### Tasks to perform
1: From the article on Ravn Air's flight cancellations below, list the types of service that remote communities are now uncertain about.
2: Please rewrite the paragraph in the article on Ravn Air's flight cancellations that begins "Ravn Air, which serves rural communities" as a shorter bulleted list that keeps its main facts.

### Text shown
--*--

Alaska’s main rural air carrier has abruptly canceled 90 percent of its flight operations, leaving remote villages and hub communities throughout the Arctic and much of the rest of the state with uncertainty about future cargo, mail and passenger service.
For many remote communities — which are not located on the state’s sparse road system and have limited or no shipping links — air carriers are the main connection to the rest of the world.
Ravn Air, which serves rural communities in most of Alaska, made the announcement on Thursday. The company said that revenues have dropped by 90 percent because of the coronavirus pandemic. The company said that “it has been forced to take further actions to drastically cut costs.”
Among those that had to scramble for replacement deliveries was the U.S. Postal Service, Ravn was the carrier that brought mail to scores of communities. Ravn normally flies to more than 100 destinations in Alaska.
The Postal Service learned about the flight cancellations the same day that the public did, said spokesman David Rupert. He said replacement carriers have been found for most of the sites.
In a statement, the Postal Service said it was working with other companies to find a solution.
“We’re currently evaluating our transportation options to ensure a continuity of mail operations to Alaska’s communities,” Alaska District Manager Ron Haberman said in the statement, issued Thursday. “We understand the importance of mail to these communities and are quickly working with other providers to fill the gap.”

--*--

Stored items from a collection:
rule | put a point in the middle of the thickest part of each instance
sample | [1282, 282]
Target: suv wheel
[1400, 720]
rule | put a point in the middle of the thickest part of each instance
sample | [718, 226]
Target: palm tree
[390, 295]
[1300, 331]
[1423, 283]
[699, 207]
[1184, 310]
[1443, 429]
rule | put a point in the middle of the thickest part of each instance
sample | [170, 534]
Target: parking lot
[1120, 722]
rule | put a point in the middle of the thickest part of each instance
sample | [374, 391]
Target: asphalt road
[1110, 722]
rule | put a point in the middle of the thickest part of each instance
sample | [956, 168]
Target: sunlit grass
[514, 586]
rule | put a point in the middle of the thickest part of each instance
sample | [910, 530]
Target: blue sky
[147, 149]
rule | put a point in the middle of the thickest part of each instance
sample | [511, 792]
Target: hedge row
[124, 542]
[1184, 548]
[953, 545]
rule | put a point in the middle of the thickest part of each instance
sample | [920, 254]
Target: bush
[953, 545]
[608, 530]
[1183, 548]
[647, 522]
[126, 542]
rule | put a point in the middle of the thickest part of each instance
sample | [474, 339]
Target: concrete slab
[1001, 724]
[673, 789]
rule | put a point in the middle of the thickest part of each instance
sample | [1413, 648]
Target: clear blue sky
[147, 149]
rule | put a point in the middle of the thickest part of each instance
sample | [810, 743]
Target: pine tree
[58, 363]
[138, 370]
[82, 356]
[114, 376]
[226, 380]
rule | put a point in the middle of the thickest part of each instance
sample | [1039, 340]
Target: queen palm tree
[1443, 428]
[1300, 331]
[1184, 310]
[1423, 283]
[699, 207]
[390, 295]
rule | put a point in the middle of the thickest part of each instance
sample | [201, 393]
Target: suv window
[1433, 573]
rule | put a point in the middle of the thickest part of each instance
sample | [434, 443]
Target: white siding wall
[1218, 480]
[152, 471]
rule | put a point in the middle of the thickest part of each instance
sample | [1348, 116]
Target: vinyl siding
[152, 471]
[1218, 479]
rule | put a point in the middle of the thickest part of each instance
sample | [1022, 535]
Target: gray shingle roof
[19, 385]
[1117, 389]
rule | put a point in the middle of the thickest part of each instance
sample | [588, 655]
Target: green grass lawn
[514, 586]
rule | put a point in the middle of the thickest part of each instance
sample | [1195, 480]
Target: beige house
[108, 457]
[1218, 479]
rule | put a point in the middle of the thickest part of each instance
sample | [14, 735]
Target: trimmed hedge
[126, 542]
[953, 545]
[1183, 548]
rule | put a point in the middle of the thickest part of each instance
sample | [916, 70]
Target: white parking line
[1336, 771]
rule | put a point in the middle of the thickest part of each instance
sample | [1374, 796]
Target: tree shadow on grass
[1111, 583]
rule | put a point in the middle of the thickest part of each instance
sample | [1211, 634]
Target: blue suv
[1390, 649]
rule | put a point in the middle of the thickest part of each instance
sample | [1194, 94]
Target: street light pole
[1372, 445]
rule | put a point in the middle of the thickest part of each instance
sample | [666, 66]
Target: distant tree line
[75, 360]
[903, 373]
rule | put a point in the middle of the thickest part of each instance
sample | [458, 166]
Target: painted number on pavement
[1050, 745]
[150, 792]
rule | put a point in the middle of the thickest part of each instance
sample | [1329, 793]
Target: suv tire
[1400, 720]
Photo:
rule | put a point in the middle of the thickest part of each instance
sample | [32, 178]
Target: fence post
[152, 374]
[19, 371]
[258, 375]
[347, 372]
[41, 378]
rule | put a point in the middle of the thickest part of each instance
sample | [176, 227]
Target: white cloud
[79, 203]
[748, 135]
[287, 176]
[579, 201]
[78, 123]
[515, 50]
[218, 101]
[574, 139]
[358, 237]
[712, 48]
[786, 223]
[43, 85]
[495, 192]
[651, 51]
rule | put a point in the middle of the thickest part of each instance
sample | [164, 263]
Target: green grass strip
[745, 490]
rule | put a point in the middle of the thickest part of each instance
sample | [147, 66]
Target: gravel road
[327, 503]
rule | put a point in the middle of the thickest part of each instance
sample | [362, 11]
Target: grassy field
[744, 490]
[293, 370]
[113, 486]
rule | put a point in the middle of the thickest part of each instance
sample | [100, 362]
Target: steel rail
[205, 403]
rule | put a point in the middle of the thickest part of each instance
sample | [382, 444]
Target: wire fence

--*--

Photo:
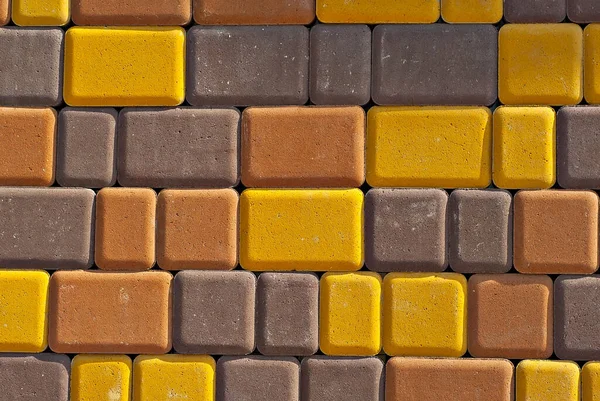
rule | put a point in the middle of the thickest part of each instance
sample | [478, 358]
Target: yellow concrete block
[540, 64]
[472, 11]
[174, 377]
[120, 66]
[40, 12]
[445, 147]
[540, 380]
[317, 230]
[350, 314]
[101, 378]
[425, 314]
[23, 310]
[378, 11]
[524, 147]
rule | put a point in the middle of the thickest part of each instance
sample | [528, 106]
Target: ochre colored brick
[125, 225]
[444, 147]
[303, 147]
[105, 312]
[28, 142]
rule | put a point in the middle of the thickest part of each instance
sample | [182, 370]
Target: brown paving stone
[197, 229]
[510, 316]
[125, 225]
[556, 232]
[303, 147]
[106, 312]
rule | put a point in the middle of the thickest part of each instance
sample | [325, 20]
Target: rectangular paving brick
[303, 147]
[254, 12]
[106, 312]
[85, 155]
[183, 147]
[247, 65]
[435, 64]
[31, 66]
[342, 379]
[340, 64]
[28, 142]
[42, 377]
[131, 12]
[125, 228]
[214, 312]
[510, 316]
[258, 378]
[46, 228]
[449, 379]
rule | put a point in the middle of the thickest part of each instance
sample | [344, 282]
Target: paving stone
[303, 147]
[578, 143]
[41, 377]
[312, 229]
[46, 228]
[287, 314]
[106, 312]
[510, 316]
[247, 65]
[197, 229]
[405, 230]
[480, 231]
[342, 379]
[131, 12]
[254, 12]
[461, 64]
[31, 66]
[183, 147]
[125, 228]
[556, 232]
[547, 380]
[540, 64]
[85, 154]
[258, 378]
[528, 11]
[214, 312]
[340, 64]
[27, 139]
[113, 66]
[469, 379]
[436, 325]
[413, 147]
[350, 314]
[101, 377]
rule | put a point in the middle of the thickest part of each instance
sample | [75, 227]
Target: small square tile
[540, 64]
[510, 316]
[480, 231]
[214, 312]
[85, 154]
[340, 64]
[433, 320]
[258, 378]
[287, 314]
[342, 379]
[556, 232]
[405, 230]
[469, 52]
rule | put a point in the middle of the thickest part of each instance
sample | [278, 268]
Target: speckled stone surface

--*--

### Task-by-task results
1:
- Cargo
- Mail
- Passenger service

2:
- Ravn Air serves rural communities in most of Alaska.
- It made the announcement on Thursday.
- Its revenues have dropped by 90 percent because of the coronavirus pandemic.
- It says it has been forced to take further actions to drastically cut costs.